STATED TASK
Count the lines in the rows below that contain the word "deer". Reply with that number only.

RECORDED INFORMATION
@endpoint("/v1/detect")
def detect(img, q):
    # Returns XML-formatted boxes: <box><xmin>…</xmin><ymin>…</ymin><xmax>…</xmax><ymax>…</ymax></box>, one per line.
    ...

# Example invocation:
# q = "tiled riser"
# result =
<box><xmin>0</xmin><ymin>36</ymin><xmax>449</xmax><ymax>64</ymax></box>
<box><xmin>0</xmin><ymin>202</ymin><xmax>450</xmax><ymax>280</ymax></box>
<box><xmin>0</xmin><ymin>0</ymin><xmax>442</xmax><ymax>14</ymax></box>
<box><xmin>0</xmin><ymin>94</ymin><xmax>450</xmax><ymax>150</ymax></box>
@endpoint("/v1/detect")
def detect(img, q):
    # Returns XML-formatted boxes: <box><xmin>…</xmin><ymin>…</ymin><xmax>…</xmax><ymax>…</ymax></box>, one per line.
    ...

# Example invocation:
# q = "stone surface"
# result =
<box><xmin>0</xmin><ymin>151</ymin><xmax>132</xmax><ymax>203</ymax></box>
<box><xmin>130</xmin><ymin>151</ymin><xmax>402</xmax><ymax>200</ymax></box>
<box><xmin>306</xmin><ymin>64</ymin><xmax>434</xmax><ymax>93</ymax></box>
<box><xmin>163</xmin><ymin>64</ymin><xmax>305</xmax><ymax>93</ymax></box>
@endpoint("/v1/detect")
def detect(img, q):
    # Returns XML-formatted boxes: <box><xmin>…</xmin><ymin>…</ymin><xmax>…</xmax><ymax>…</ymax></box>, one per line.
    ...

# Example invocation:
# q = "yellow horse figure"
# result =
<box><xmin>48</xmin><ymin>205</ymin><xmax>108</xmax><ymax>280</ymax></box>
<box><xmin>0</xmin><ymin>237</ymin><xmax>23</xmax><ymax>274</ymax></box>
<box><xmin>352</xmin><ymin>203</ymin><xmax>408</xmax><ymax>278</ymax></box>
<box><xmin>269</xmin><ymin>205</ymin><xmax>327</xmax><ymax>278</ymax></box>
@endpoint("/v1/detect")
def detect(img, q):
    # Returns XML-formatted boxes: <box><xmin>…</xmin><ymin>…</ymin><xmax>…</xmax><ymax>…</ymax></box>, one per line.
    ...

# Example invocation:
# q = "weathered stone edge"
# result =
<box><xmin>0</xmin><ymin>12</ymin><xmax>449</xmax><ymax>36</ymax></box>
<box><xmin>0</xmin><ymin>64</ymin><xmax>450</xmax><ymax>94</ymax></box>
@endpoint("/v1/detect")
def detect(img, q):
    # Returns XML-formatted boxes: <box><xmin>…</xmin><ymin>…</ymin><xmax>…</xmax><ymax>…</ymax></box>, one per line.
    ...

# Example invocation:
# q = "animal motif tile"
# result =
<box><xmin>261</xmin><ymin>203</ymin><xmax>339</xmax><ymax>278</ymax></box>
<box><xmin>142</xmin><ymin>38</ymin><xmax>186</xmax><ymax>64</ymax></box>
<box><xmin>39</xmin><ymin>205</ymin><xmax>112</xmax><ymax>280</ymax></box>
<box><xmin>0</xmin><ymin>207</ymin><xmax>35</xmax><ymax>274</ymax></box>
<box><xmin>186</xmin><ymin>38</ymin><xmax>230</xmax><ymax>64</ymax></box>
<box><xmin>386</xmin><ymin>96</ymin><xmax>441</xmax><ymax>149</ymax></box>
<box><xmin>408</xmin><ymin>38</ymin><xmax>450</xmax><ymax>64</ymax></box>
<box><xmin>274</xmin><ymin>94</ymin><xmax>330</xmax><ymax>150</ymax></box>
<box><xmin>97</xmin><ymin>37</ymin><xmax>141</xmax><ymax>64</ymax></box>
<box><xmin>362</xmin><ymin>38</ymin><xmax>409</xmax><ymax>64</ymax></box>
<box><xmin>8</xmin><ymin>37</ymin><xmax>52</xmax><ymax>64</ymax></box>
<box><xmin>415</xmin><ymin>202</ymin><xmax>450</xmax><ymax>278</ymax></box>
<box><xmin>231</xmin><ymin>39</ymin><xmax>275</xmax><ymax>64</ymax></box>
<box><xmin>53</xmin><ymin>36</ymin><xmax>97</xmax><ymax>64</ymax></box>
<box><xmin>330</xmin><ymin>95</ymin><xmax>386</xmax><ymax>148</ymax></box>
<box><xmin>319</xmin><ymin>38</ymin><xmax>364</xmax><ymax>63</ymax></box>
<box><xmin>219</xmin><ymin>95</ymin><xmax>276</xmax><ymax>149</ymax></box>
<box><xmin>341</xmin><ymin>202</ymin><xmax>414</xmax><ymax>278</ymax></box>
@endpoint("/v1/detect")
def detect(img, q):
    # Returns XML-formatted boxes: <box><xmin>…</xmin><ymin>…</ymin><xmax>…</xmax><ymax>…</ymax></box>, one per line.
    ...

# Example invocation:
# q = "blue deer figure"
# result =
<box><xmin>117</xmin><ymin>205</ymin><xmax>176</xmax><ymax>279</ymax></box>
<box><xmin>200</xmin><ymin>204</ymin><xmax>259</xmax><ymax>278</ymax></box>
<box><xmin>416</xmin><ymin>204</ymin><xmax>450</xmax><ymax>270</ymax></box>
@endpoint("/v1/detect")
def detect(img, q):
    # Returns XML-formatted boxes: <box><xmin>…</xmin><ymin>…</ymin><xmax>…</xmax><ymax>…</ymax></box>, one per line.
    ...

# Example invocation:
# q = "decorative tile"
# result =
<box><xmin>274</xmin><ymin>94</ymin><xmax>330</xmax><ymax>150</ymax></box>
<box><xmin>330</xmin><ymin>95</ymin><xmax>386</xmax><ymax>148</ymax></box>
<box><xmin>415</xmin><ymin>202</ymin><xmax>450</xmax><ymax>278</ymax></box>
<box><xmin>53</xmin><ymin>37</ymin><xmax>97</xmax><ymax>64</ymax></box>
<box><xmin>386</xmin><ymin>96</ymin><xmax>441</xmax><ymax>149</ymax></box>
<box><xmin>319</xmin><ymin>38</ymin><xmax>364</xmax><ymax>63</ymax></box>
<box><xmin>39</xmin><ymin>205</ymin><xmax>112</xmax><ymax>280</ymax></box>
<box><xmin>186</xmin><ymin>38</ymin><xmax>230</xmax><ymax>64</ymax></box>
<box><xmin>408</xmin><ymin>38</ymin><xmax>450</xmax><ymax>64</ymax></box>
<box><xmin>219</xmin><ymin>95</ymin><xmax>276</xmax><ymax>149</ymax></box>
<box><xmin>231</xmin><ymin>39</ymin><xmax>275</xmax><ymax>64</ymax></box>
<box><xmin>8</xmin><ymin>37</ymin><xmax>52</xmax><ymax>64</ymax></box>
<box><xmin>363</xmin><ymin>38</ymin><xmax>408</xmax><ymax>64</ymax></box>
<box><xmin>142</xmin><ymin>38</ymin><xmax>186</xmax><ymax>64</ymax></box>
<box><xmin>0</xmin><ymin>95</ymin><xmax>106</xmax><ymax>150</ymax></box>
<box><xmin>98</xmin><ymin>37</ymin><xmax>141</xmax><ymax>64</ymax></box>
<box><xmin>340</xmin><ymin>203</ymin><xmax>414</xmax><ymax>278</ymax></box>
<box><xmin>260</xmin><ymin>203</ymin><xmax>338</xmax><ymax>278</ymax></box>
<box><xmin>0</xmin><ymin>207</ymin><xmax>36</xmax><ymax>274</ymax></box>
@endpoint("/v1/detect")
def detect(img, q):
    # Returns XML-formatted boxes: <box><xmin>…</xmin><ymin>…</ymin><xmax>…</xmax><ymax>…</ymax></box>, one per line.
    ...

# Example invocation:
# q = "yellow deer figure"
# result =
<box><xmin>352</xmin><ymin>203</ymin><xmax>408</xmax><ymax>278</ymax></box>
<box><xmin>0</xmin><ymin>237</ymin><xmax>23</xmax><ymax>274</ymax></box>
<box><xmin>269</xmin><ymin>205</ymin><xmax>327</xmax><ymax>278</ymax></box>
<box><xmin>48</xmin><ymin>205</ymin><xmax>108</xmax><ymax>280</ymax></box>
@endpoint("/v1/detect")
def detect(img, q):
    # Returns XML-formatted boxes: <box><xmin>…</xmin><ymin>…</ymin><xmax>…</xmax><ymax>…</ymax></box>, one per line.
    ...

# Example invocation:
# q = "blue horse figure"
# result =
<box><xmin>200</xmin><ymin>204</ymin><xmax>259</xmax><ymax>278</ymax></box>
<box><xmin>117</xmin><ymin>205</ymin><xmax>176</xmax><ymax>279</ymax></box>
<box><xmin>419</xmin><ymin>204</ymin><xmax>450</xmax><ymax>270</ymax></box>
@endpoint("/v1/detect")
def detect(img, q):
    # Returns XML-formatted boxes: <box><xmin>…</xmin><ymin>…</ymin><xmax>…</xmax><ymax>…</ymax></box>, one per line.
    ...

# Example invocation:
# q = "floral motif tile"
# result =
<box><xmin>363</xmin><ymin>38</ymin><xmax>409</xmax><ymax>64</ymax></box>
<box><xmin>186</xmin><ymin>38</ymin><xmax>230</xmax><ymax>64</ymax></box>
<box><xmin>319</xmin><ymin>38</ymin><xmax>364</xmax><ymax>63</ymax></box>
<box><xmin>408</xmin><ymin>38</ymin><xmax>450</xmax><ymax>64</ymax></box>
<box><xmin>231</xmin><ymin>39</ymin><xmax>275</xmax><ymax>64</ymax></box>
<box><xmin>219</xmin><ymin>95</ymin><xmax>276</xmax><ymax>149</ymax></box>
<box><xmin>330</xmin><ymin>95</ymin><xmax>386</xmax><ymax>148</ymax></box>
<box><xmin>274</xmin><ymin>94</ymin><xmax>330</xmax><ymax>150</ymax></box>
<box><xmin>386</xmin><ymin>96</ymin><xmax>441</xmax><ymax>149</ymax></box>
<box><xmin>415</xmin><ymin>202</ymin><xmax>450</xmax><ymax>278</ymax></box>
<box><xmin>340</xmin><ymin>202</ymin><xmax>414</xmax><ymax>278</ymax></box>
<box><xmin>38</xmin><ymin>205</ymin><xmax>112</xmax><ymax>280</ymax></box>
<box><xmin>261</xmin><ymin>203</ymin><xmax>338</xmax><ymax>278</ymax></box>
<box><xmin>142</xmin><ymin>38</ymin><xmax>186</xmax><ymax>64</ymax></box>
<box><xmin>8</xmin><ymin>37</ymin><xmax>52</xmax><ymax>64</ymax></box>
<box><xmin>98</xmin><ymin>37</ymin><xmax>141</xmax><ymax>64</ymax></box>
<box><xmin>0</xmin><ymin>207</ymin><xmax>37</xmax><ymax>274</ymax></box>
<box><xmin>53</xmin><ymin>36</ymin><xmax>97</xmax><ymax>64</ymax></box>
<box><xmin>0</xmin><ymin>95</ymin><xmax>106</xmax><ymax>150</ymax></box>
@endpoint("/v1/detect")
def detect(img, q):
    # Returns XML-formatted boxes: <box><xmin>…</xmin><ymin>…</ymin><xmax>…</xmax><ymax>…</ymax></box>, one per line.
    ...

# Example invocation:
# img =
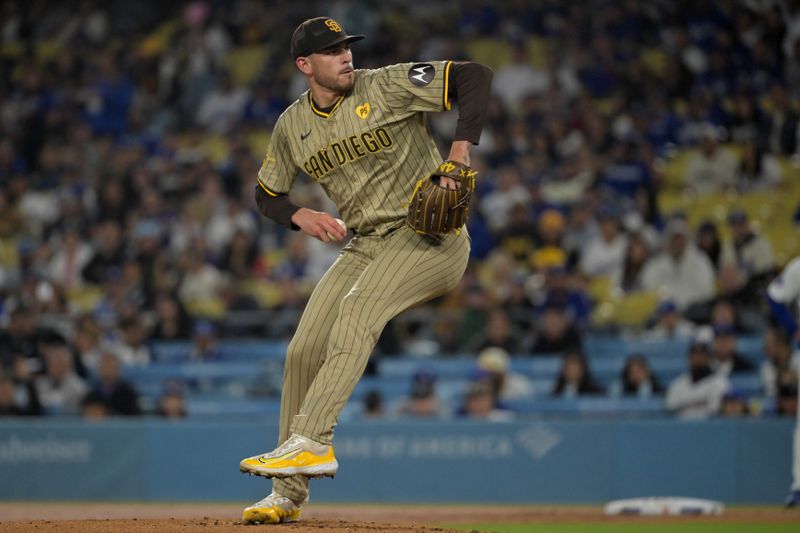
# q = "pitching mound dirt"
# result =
<box><xmin>0</xmin><ymin>503</ymin><xmax>800</xmax><ymax>533</ymax></box>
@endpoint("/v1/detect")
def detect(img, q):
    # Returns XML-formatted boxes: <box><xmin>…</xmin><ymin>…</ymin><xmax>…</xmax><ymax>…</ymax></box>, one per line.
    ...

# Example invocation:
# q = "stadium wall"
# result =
<box><xmin>0</xmin><ymin>420</ymin><xmax>794</xmax><ymax>504</ymax></box>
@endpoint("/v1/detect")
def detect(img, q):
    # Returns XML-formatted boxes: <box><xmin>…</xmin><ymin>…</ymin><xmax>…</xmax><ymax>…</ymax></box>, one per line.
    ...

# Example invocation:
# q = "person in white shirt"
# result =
<box><xmin>642</xmin><ymin>218</ymin><xmax>714</xmax><ymax>310</ymax></box>
<box><xmin>685</xmin><ymin>124</ymin><xmax>738</xmax><ymax>194</ymax></box>
<box><xmin>580</xmin><ymin>208</ymin><xmax>628</xmax><ymax>277</ymax></box>
<box><xmin>35</xmin><ymin>344</ymin><xmax>89</xmax><ymax>415</ymax></box>
<box><xmin>758</xmin><ymin>326</ymin><xmax>800</xmax><ymax>398</ymax></box>
<box><xmin>767</xmin><ymin>257</ymin><xmax>800</xmax><ymax>507</ymax></box>
<box><xmin>666</xmin><ymin>329</ymin><xmax>731</xmax><ymax>419</ymax></box>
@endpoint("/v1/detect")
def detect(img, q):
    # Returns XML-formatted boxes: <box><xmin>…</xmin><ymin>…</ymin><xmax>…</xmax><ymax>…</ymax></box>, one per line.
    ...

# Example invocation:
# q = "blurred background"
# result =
<box><xmin>0</xmin><ymin>0</ymin><xmax>800</xmax><ymax>508</ymax></box>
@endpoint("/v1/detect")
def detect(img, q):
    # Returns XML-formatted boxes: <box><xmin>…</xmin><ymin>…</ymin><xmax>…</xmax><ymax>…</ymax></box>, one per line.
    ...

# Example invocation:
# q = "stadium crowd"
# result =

CORRECT OUTPUT
2